------ Exercise input

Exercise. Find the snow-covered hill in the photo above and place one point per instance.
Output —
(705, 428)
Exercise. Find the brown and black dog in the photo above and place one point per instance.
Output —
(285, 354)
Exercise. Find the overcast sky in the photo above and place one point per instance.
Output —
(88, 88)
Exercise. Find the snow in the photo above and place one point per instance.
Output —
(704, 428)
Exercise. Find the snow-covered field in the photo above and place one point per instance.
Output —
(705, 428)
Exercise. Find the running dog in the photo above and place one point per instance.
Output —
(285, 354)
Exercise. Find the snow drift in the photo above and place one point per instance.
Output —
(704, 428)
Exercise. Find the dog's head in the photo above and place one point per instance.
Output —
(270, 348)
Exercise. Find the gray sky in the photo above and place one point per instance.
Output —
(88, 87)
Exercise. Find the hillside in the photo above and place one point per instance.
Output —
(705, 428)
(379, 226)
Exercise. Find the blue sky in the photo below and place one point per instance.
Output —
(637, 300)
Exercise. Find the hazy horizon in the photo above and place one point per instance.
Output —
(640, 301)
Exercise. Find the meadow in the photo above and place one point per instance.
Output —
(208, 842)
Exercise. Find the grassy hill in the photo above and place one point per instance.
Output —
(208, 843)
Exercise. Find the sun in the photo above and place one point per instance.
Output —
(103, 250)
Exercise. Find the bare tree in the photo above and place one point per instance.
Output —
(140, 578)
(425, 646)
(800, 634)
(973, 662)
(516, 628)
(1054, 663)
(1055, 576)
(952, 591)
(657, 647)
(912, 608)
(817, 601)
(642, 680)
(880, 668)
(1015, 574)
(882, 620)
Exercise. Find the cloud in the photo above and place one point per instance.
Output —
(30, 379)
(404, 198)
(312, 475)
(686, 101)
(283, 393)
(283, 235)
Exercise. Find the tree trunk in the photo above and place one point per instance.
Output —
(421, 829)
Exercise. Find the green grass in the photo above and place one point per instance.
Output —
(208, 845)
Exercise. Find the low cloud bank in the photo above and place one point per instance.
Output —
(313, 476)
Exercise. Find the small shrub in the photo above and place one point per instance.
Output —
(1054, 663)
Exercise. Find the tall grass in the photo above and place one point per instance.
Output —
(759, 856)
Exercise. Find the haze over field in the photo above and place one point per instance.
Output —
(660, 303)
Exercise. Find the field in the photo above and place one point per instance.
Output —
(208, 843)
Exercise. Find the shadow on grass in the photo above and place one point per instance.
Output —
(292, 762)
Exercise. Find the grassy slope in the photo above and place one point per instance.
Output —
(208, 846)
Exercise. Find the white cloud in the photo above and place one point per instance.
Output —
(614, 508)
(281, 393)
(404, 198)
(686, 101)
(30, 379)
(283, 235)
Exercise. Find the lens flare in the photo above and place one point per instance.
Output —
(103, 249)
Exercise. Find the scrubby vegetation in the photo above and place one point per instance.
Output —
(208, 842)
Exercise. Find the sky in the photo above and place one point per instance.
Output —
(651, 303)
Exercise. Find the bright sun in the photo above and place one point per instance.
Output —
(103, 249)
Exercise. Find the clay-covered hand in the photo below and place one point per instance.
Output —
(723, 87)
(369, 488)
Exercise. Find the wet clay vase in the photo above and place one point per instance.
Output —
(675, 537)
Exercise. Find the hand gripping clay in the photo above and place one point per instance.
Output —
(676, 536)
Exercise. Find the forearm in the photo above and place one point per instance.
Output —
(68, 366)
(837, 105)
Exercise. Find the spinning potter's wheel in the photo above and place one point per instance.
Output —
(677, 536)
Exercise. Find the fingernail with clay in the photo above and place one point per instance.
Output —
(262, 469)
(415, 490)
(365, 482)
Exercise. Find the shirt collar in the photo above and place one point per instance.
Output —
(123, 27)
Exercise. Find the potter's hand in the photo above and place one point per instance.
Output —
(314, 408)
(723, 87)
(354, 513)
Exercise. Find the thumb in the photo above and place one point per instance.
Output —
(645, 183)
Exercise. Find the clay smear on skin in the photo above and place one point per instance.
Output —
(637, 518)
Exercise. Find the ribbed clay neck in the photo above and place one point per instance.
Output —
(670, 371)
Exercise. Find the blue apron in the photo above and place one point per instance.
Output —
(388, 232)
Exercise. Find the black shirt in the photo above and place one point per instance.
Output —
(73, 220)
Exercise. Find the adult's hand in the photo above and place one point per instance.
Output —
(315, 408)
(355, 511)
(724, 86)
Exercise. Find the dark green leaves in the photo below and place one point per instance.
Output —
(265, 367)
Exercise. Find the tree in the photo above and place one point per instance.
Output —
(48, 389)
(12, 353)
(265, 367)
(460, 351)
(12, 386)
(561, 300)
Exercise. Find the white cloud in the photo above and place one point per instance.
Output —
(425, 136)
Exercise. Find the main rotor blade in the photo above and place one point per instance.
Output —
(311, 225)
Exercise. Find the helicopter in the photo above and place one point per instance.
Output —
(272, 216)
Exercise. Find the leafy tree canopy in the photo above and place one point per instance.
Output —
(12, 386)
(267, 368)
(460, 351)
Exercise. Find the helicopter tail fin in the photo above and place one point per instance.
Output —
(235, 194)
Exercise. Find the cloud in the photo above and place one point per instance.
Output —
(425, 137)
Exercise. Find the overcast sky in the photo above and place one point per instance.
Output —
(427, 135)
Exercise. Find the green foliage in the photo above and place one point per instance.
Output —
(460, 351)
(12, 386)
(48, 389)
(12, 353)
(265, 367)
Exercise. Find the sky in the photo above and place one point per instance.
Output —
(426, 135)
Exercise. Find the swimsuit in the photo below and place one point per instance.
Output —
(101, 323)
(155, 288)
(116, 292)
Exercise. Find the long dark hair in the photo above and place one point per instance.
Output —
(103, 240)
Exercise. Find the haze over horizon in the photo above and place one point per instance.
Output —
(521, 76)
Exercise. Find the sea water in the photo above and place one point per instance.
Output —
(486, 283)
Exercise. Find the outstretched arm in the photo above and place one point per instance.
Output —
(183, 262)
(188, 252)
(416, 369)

------------

Exercise objective =>
Every record shown above should be written out again exactly.

Output for this task =>
Exercise. Find the snow-covered hill in the photo above and place one point per instance.
Output —
(705, 428)
Exercise. Find the brown and black dog in the photo above and place one point per instance.
Output —
(285, 354)
Exercise. Find the overcast sky in the photo above and place one point per instance.
Output —
(88, 88)
Exercise. Find the snow in the photo above and place one point per instance.
Output —
(704, 428)
Exercise. Find the snow-covered field in the photo above and place one point per instance.
Output —
(705, 428)
Exercise. Find the running dog in the photo above and place one point per instance.
Output —
(285, 354)
Exercise. Find the snow drift in the photo above and place one point per instance.
Output —
(704, 428)
Exercise. Find the dog's head in the photo above and place one point per instance.
Output —
(270, 348)
Exercise. Find the gray sky in the photo above and place one point per instance.
Output —
(88, 87)
Exercise. Find the hillside in the photo above and place one point per instance.
Output —
(705, 428)
(379, 226)
Exercise. Find the blue sky in the photo below and place one point per instance.
Output —
(637, 300)
Exercise. Find the hazy horizon in the photo above and place one point per instance.
Output —
(640, 301)
Exercise. Find the meadow in the photo above and place one point per instance.
Output —
(208, 842)
Exercise. Find the grassy hill in the photo above and place one point per instance.
Output —
(208, 843)
Exercise. Find the sun in the photo above and place one point per instance.
Output —
(103, 250)
Exercise. Find the bare tree in the photo above and place one point per instance.
Output —
(140, 578)
(425, 646)
(800, 634)
(973, 662)
(516, 628)
(1054, 663)
(1055, 576)
(952, 591)
(657, 647)
(912, 608)
(817, 601)
(642, 680)
(880, 668)
(1015, 574)
(882, 620)
Exercise. Find the cloud in the photo above and place one point per instance.
Output —
(30, 379)
(404, 198)
(312, 475)
(686, 101)
(283, 393)
(283, 235)
Exercise. Find the tree trunk in the photo above and place one point per instance.
Output —
(421, 829)
Exercise. Find the green grass in the photo above and place one point per instance.
Output —
(208, 845)
Exercise. Find the low cloud bank in the photo above and place one point per instance.
Output —
(313, 476)
Exercise. Find the small shrub in the photo above and place one point per instance.
Output —
(1054, 663)
Exercise. Find the tall grass in the photo above and place one point per instance.
Output —
(759, 856)
Exercise. Find the haze over field in the photo above and place one point per instance.
Output —
(660, 303)
Exercise. Find the field in the photo above and place one point per instance.
Output —
(208, 843)
Exercise. Find the shadow on grass in the photo above and place one point per instance.
Output —
(292, 762)
Exercise. Find the grassy slope in the photo above and place one point per instance.
Output —
(208, 846)
Exercise. Find the white cloud in the photo above and place one point per instance.
Output —
(614, 508)
(281, 393)
(404, 198)
(686, 101)
(30, 379)
(283, 235)
Exercise. Find the lens flare in the photo above and place one point per instance.
Output —
(103, 249)
Exercise. Find the scrubby vegetation in the photo above and place one point per instance.
Output —
(208, 842)
Exercise. Find the sky in the photo above and place one point per instance.
Output —
(651, 303)
Exercise. Find the bright sun in the photo above and place one point per instance.
Output —
(103, 249)
Exercise. Find the clay-covered hand in the photo below and place one point per instance.
Output —
(723, 87)
(369, 488)
Exercise. Find the wet clay vase in the photo above and place one point per instance.
Output —
(675, 537)
Exercise. Find the hand gripping clay in the photo above and place one point per instance.
Output —
(676, 536)
Exercise. Find the forearm in the photo above and place one point per instance.
Output —
(68, 366)
(837, 105)
Exercise. Find the spinning potter's wheel in the photo above and place one point per instance.
Output —
(677, 536)
Exercise. Find the fingernail with clay in the photo above and place one point per instance.
Output —
(262, 469)
(415, 490)
(365, 482)
Exercise. Find the shirt collar in the photo above and place one point per instance.
Output —
(123, 27)
Exercise. Find the potter's hand in the photo above and place one point per instance.
Output —
(314, 408)
(723, 87)
(354, 513)
Exercise. Find the thumb in the photo above and place one point per instance.
Output —
(645, 183)
Exercise. Find the clay smear on skin in the photo above and place one point per instance.
Output —
(637, 518)
Exercise. Find the ribbed clay neck in the photo above and place one point per instance.
Output —
(670, 371)
Exercise. Find the blue apron in the photo above and place one point per instance.
Output —
(388, 232)
Exercise. Find the black shirt in the photo above and place one point per instance.
Output —
(73, 220)
Exercise. Find the adult's hand in the photo above and place one point per instance.
Output —
(315, 408)
(355, 511)
(724, 86)
Exercise. Find the dark green leaves in the photo below and place one point per instance.
Output —
(265, 367)
Exercise. Find the tree in the photo above and place one point per instance.
Output —
(48, 389)
(12, 353)
(265, 367)
(460, 351)
(12, 386)
(561, 300)
Exercise. Find the white cloud in the photo above and place one point per instance.
Output —
(425, 136)
Exercise. Find the main rotor blade in the photo above and place one point per instance.
Output —
(311, 225)
Exercise. Find the helicopter in the photo above and place one point per instance.
Output —
(272, 216)
Exercise. Find the leafy tree canopy in the photo above and place one point per instance.
Output —
(12, 386)
(267, 368)
(460, 351)
Exercise. Find the helicopter tail fin in the photo above and place one point per instance.
Output —
(235, 194)
Exercise. Find the cloud in the photo above and place one point per instance.
Output —
(425, 137)
Exercise. Find the overcast sky in the photo above and place one point per instance.
Output —
(427, 135)
Exercise. Find the green foliage in the photo above and place one point per instance.
Output —
(460, 351)
(12, 386)
(48, 389)
(12, 353)
(265, 367)
Exercise. Find the sky in the photo above and place one point per instance.
Output —
(426, 135)
Exercise. Find the swimsuit in the photo below and place one point per instance.
Output —
(101, 323)
(155, 288)
(116, 292)
Exercise. Find the long dark hair in the photo above and place one point per instance.
Output —
(103, 240)
Exercise. Find the haze over horizon in the photo above and place one point per instance.
Output —
(521, 76)
Exercise. Find the sea water in the photo above and place one point per instance.
Output —
(486, 283)
Exercise. Find the outstretched arm in the photo above and place one point per instance.
Output —
(183, 262)
(188, 252)
(416, 369)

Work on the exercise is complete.